> [Some records]
-*-*-

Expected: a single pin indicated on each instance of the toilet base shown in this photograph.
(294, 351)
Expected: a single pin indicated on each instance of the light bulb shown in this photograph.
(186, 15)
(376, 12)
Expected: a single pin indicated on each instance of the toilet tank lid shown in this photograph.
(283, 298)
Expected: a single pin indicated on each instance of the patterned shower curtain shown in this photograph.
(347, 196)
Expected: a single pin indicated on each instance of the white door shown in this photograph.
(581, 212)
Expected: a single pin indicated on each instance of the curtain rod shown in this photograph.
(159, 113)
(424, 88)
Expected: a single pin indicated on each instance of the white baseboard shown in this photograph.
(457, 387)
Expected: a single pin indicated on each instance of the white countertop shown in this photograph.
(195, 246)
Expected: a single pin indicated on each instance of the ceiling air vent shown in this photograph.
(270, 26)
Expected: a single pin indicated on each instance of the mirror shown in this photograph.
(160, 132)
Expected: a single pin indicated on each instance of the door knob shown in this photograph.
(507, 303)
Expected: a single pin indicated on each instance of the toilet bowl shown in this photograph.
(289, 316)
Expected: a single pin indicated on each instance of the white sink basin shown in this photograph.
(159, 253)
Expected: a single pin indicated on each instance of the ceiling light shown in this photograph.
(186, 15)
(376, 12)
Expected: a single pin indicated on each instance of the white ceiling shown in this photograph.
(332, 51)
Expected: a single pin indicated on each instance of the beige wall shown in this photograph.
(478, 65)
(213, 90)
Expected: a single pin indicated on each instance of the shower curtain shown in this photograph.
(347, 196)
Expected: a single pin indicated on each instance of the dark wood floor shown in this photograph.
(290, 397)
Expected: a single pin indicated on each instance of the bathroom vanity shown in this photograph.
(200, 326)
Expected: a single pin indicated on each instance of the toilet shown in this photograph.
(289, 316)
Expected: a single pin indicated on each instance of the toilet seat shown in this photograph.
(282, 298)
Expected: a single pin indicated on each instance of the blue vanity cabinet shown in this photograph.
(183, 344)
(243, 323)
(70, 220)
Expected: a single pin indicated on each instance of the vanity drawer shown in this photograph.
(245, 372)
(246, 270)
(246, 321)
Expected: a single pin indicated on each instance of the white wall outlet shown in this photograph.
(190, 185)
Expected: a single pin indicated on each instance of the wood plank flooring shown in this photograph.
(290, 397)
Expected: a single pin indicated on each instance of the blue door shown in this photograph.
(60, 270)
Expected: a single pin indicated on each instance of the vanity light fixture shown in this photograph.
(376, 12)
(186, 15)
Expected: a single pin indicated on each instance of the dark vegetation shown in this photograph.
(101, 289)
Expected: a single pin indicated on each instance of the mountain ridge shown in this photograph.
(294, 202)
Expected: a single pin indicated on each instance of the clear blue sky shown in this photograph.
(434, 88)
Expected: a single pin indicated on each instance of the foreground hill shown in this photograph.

-*-*-

> [Set task] Turn every line of the records above into a numbered list, omitting any blank lines.

> [Full output]
1. Expected: a single pin indicated on each instance of the toilet base shown in this photograph.
2. (294, 351)
3. Expected: a single pin indicated on each instance of the light bulb shown in this photograph.
4. (186, 15)
5. (376, 12)
6. Expected: a single pin indicated on each instance of the toilet tank lid shown in this photograph.
7. (283, 298)
8. Expected: a single pin indicated on each instance of the patterned shower curtain shown in this photograph.
9. (347, 196)
10. Expected: a single pin indicated on each instance of the white door shown in this photograph.
11. (581, 212)
12. Expected: a single pin indicated on each instance of the curtain rod shown in this photograph.
13. (159, 113)
14. (424, 88)
15. Expected: a single pin indicated on each instance of the white baseboard shown in this photograph.
16. (457, 387)
17. Expected: a single pin indicated on each instance of the white countertop shown in this photograph.
18. (195, 246)
19. Expected: a single pin indicated on each instance of the ceiling air vent shown in this photograph.
20. (270, 26)
21. Expected: a single pin indicated on each instance of the mirror shown in this photograph.
22. (160, 132)
23. Expected: a single pin indicated on each instance of the door knob shown in this photograph.
24. (507, 303)
25. Expected: a single pin indicated on each instance of the toilet bowl shown in this photograph.
26. (289, 316)
27. Expected: a single pin indicated on each instance of the white sink basin shown in this photograph.
28. (159, 253)
29. Expected: a single pin indicated on each instance of the ceiling light shown in this photograph.
30. (186, 15)
31. (376, 12)
32. Expected: a single pin indicated on each instance of the white ceiling shown in this photograph.
33. (332, 51)
34. Expected: a single pin indicated on each instance of the beige wall shown in this photograph.
35. (478, 65)
36. (213, 90)
37. Expected: a single pin indicated on each instance of the shower curtain shown in this photograph.
38. (347, 196)
39. Expected: a single pin indicated on each instance of the dark wood floor shown in this photograph.
40. (290, 397)
41. Expected: a single pin indicated on each instance of the bathroom vanity shown in this photograph.
42. (200, 326)
43. Expected: a single pin indicated on each instance of the toilet shown in this photograph.
44. (289, 316)
45. Expected: a single pin indicated on each instance of the toilet seat shown in this photograph.
46. (282, 298)
47. Expected: a single pin indicated on each instance of the blue vanity cabinet shown in this photograph.
48. (183, 344)
49. (243, 323)
50. (70, 220)
51. Expected: a single pin indicated on each instance of the vanity drawer shown in this photograph.
52. (245, 372)
53. (246, 270)
54. (246, 321)
55. Expected: a single pin indicated on each instance of the white wall outlet shown in this photograph.
56. (190, 185)
57. Expected: a single pin indicated on each instance of the wood plank flooring shown in this photograph.
58. (290, 397)
59. Expected: a single pin indicated on each instance of the blue door shown in this photograph.
60. (60, 270)
61. Expected: a single pin indicated on each instance of the vanity light fixture shown in this photograph.
62. (376, 12)
63. (186, 15)
64. Expected: a single pin indicated on each instance of the dark vegetation shown in this photograph.
65. (101, 289)
66. Expected: a single pin indicated on each instance of the mountain ridge shown in this photograph.
67. (294, 202)
68. Expected: a single pin indicated on each instance of the clear blue sky shown in this photograph.
69. (434, 88)
70. Expected: a single pin indicated on each instance of the foreground hill shown in this photograph.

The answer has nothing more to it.